Work to be completed: Render the lines below as a numbered list, skipping blank lines and omitting the pictures.

** START Raw data **

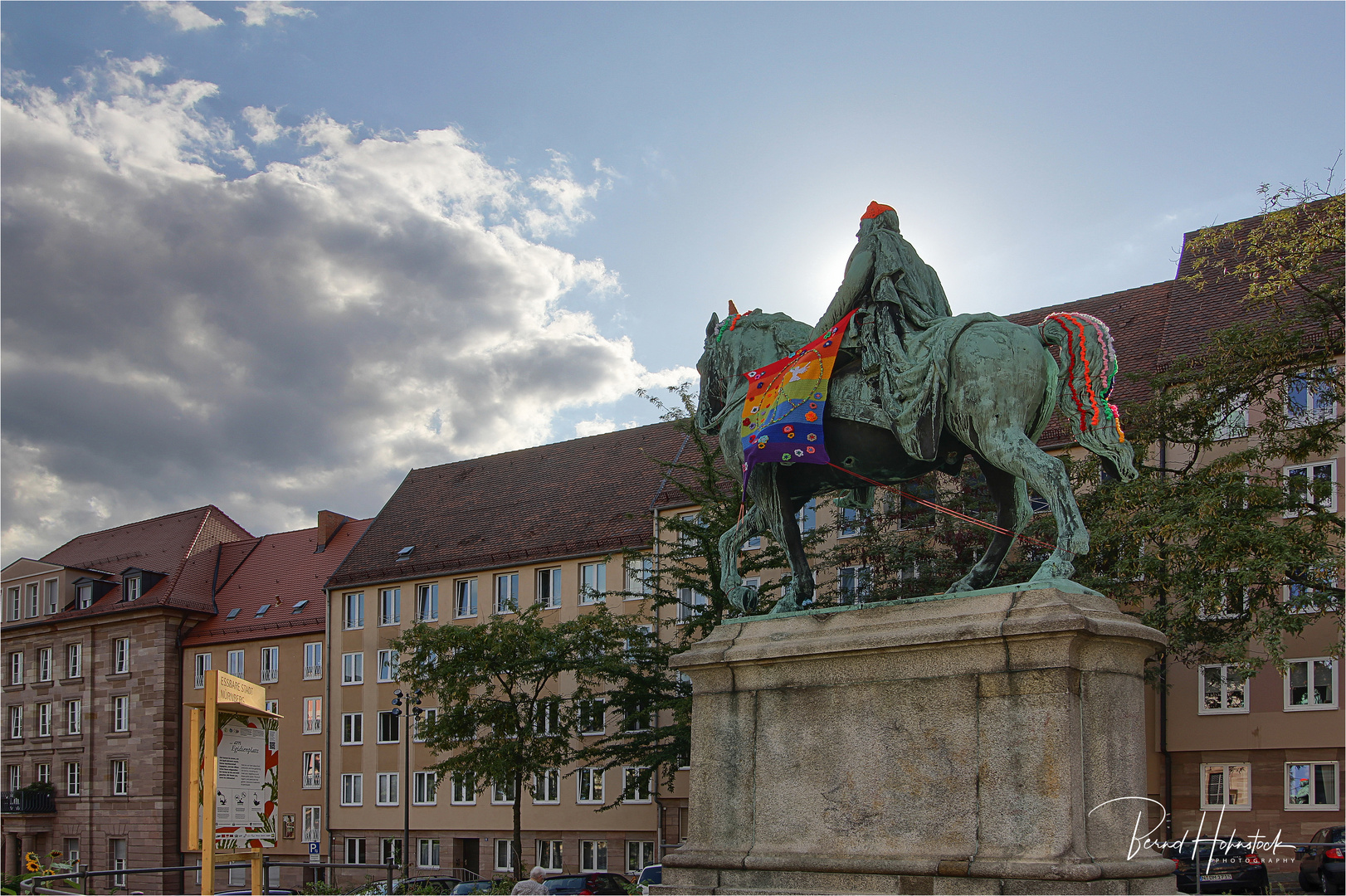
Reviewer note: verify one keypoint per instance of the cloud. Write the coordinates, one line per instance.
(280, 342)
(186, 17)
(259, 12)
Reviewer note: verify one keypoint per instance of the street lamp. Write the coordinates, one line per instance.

** END Raw data **

Exercise response:
1. Reviewer note: verify one keypoint per instance of the cloud. Write the coordinates, one line per instance.
2. (280, 342)
3. (186, 17)
4. (259, 12)
5. Reviewer note: verify one keypoint per instance of the street lamp. Write the coordinates, one line per instance.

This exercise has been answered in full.